▸ **What the task requires**
Restate the following records word for word without images.

Dataset entries:
[Start of section]
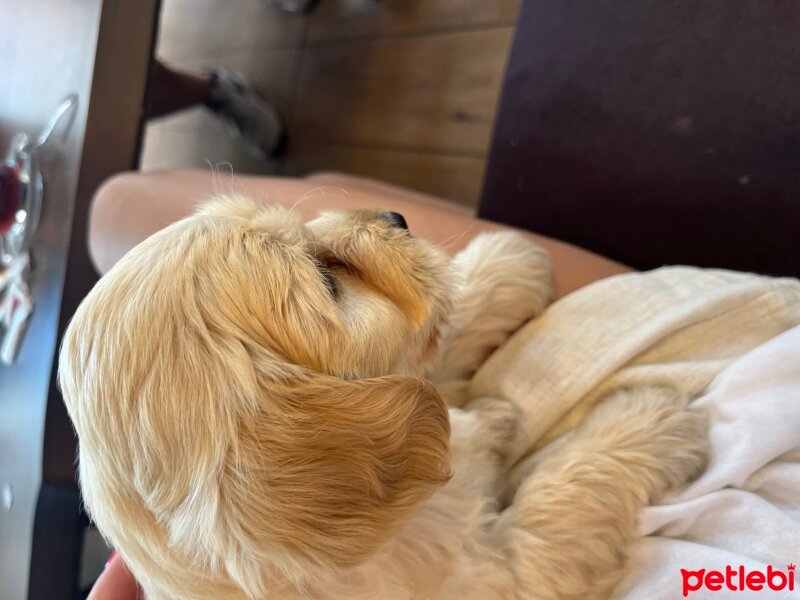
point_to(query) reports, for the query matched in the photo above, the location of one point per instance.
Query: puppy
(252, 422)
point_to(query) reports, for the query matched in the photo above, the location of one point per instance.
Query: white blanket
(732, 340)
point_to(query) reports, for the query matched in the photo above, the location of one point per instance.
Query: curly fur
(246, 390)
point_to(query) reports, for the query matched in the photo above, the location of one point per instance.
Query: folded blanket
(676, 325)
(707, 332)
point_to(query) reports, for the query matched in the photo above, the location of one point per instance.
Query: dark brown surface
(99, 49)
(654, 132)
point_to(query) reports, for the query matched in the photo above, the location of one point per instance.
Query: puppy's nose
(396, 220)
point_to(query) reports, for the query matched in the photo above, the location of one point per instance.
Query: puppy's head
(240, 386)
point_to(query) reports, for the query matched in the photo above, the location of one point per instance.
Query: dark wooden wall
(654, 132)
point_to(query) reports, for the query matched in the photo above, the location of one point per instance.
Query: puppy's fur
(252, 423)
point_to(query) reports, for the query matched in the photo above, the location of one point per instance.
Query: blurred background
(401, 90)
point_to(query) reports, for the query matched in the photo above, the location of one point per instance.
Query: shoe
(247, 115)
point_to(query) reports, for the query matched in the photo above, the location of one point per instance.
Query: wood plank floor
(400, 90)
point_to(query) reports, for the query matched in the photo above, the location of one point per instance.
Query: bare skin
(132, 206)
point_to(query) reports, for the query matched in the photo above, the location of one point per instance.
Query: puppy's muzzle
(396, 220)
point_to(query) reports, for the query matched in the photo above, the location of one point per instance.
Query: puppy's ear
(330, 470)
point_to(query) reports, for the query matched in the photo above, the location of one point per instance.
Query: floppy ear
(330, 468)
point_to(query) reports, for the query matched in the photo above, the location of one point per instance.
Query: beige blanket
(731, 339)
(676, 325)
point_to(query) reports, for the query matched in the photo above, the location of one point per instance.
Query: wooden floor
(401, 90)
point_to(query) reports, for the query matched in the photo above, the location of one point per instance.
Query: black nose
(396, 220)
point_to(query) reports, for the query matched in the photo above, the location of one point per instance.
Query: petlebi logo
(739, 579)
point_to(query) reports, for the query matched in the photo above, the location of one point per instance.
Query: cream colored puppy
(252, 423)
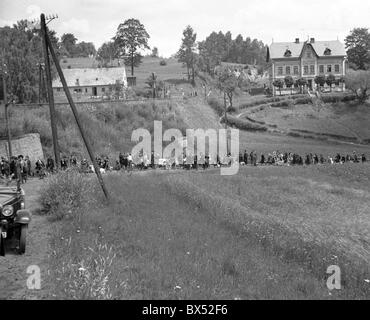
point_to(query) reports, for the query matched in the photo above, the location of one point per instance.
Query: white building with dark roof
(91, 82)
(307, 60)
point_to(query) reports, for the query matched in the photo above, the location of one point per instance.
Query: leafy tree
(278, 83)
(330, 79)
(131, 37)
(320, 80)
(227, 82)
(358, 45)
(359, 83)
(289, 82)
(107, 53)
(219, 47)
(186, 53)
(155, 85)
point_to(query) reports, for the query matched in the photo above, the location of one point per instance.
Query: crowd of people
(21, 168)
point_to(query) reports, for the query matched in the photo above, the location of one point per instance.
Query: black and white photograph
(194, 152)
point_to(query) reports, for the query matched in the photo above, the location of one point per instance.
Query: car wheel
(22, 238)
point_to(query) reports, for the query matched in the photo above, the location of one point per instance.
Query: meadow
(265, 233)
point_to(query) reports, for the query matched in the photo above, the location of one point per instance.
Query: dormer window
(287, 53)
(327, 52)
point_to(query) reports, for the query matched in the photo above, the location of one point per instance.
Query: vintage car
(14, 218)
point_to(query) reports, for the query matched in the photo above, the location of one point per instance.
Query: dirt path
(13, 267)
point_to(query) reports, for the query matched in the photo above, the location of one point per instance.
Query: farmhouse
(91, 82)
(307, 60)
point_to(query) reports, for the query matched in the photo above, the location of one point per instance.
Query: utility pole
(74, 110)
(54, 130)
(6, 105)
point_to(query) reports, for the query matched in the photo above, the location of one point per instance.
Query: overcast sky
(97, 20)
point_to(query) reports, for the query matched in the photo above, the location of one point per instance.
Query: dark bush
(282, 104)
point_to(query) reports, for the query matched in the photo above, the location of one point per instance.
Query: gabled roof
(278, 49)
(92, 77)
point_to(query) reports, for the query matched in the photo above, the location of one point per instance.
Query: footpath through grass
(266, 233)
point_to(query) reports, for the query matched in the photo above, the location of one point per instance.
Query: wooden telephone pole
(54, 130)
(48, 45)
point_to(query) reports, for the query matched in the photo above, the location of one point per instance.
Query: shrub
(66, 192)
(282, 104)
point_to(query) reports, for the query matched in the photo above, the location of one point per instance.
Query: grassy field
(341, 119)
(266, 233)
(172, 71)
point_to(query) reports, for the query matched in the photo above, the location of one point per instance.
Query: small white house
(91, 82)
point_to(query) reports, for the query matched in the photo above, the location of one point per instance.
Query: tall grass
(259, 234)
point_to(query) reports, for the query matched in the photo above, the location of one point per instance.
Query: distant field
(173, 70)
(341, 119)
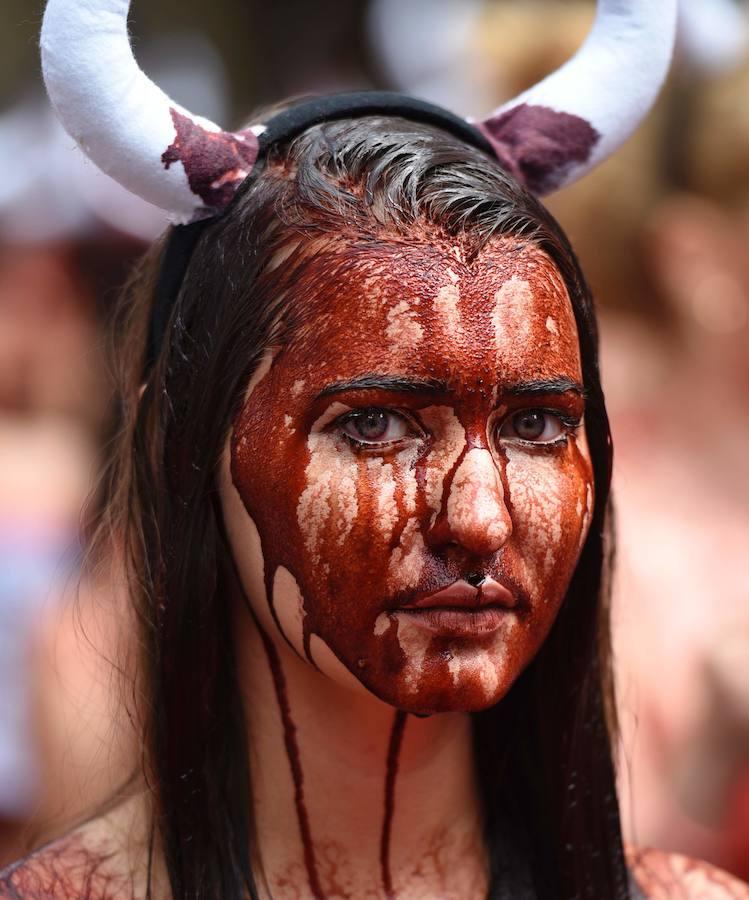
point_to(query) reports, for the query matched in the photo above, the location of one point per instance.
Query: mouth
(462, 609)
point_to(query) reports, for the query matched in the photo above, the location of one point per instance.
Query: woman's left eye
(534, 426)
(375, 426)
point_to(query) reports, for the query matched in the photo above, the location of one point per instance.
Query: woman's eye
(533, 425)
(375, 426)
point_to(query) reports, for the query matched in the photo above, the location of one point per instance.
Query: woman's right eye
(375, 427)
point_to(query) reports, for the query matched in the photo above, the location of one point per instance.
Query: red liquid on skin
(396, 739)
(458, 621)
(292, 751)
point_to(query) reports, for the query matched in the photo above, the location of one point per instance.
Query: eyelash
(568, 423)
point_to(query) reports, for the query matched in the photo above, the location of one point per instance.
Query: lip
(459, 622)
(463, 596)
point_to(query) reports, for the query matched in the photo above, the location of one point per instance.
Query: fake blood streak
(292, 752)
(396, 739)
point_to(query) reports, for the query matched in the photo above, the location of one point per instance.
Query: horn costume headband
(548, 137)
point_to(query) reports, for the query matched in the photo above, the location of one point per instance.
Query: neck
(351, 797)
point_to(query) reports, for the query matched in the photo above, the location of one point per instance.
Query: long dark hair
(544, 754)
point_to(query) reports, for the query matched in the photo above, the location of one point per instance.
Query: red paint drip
[End of section]
▸ **The answer**
point_to(query) reports, for the query matched in the photo above, the location of one point per instance.
Query: puppy
(252, 422)
point_to(query) reports, for the query matched in the photo above, the location of one point per instance.
Query: white blanket
(732, 340)
point_to(query) reports, for the query matched in the photo above, the location of one point per instance.
Query: curly fur
(246, 390)
point_to(query) reports, for the query matched in the photo above, the location of one point per instance.
Query: folded blanket
(676, 325)
(707, 332)
point_to(query) reports, for the query matched in the photo above, the location of one point per instance.
Query: dark brown surface
(99, 49)
(654, 132)
point_to(query) reports, for the query matched in the photo above, the location of one point per instance.
Query: puppy's nose
(396, 220)
point_to(query) reports, for the query matched in the photo above, the location of one point per instance.
Query: puppy's head
(240, 386)
point_to(query) reports, for the query matched in the photo above, the location of one point per instance.
Query: dark wooden wall
(654, 132)
point_to(query) reports, for the query matched in the photo above, the location of one point per instance.
Query: puppy's fur
(252, 423)
point_to(query) reports, for the query matched in the photo above, the location of one point per instance.
Query: blurred background
(401, 90)
point_to(query) reports, for the query matched in the photo above, the location of one point per instance.
Query: shoe
(247, 115)
point_to(query) reports, for the query matched in the photo above, the location of one point per instance.
Query: wood plank floor
(400, 90)
point_to(query) reports, for the query matched in the photo above, the location of one point per instance.
Query: bare skin
(132, 206)
point_to(query) reports, for the query matched in the photo above, the location of one point per instance.
Query: puppy's muzzle
(396, 220)
point_to(query) reports, for the query matched in the photo above, the location of one point per instance.
Query: puppy's ear
(330, 470)
point_to(query) reports, for the query matched in the photo above, the location of one point per instance.
Query: floppy ear
(330, 468)
point_to(query) reports, for the query matched in the photo above, the location of one point per instance.
Query: beige blanket
(731, 339)
(676, 325)
point_to(query) reports, for the query matched in the photo above, the location of one point per instance.
Query: wooden floor
(401, 90)
point_to(query) reports, for the query matched in the photo above, the location of one point per instance.
Query: black nose
(396, 220)
point_to(query) reports, for the query matched in the photo above, the location of one point per instance.
Query: petlebi logo
(739, 579)
point_to(query) reports, for the query matched in the photo above, the location of one point per instance.
Query: cream colored puppy
(252, 423)
point_to(query) reports, for the query matched in the photo above, the location of one point per instance.
Query: white building with dark roof
(91, 82)
(307, 60)
point_to(query) reports, for the query matched in the photo above, the location of one point per instance.
Query: leafy tree
(278, 83)
(330, 79)
(131, 37)
(320, 80)
(227, 82)
(358, 45)
(359, 83)
(289, 82)
(107, 53)
(219, 47)
(186, 53)
(155, 85)
point_to(query) reports, for the query matched in the photo above, the location of one point per instance.
Query: crowd of people
(21, 168)
point_to(query) reports, for the query matched in the photo above, the location of one point per instance.
Query: black and white photograph
(194, 152)
point_to(query) reports, for the query matched in the photo above, the location of one point per instance.
Query: car wheel
(22, 238)
point_to(query) reports, for the query matched in the photo above, the location of one point per instance.
Query: meadow
(265, 233)
point_to(query) reports, for the query matched in the photo above, the location of one point per instance.
Query: dormer window
(287, 53)
(327, 52)
point_to(query) reports, for the query matched in the photo above, the location of one point per instance.
Query: vintage car
(14, 218)
point_to(query) reports, for the query matched in the photo above, the location of one point per instance.
Query: dirt path
(13, 267)
point_to(query) reports, for the query matched in the photo above, the location of one point per instance.
Query: farmhouse
(91, 82)
(307, 60)
point_to(query) reports, for the query matched in the photo above, the location of one point per instance.
Query: utility pole
(74, 110)
(54, 130)
(6, 105)
point_to(query) reports, for the query matched in the photo above, the location of one point per instance.
Query: overcast sky
(97, 20)
point_to(query) reports, for the query matched in the photo above, the location of one point per instance.
Query: dark bush
(282, 104)
point_to(query) reports, for the query matched in the photo above, the location of one point per instance.
Query: gabled roof
(278, 49)
(92, 77)
point_to(query) reports, for the query matched in the photo above, the location of one point per instance.
Query: footpath through grass
(266, 233)
point_to(query) reports, for the query matched in the photo above, the location of one point per instance.
Query: wooden telephone pole
(54, 130)
(48, 45)
point_to(query) reports, for the query matched in the photo above, the location of one point per instance.
Query: shrub
(66, 192)
(282, 104)
point_to(query) reports, for the query matched in the photo above, the location of one point per instance.
Query: grassy field
(341, 119)
(266, 233)
(172, 71)
point_to(query) reports, for the query matched in the photo above, the location of one point per instance.
Query: small white house
(91, 82)
point_to(query) reports, for the query matched in the photo above, the location of one point per instance.
Query: tall grass
(259, 234)
point_to(query) reports, for the query matched in the photo above, the location of one point per instance.
Query: distant field
(173, 70)
(341, 119)
point_to(query) reports, for the query matched in the photo above, the location of one point per instance.
Query: mouth
(462, 609)
point_to(query) reports, for the query matched in the photo above, the location of one point per instance.
Query: woman's left eye
(534, 426)
(375, 426)
point_to(query) reports, for the query matched in the photo above, the location of one point per instance.
Query: woman's eye
(533, 425)
(375, 426)
point_to(query) reports, for the query matched in the photo above, the location of one point per instance.
Query: woman's right eye
(375, 427)
point_to(query) reports, for the query matched in the photo above, the location of one point per instance.
Query: red liquid on skin
(396, 739)
(458, 621)
(292, 751)
point_to(query) reports, for the query matched in the photo above, the location of one point per instance.
Query: eyelash
(568, 423)
point_to(query) reports, for the query matched in the photo above, the location of one point per instance.
Query: lip
(459, 622)
(463, 596)
point_to(query) reports, for the query matched in the photo above, the location of one point per instance.
Query: fake blood streak
(292, 752)
(396, 739)
point_to(query) reports, for the query matched in the photo above, the location of one point per instance.
Query: horn costume headband
(548, 137)
point_to(query) reports, for the query matched in the photo above, the location of one point per instance.
Query: neck
(351, 797)
point_to(query) reports, for the query matched in the photo above, the location of one point per instance.
Query: long dark hair
(544, 754)
point_to(query) reports, for the query matched in the photo above, the location of one point per instance.
Query: red paint drip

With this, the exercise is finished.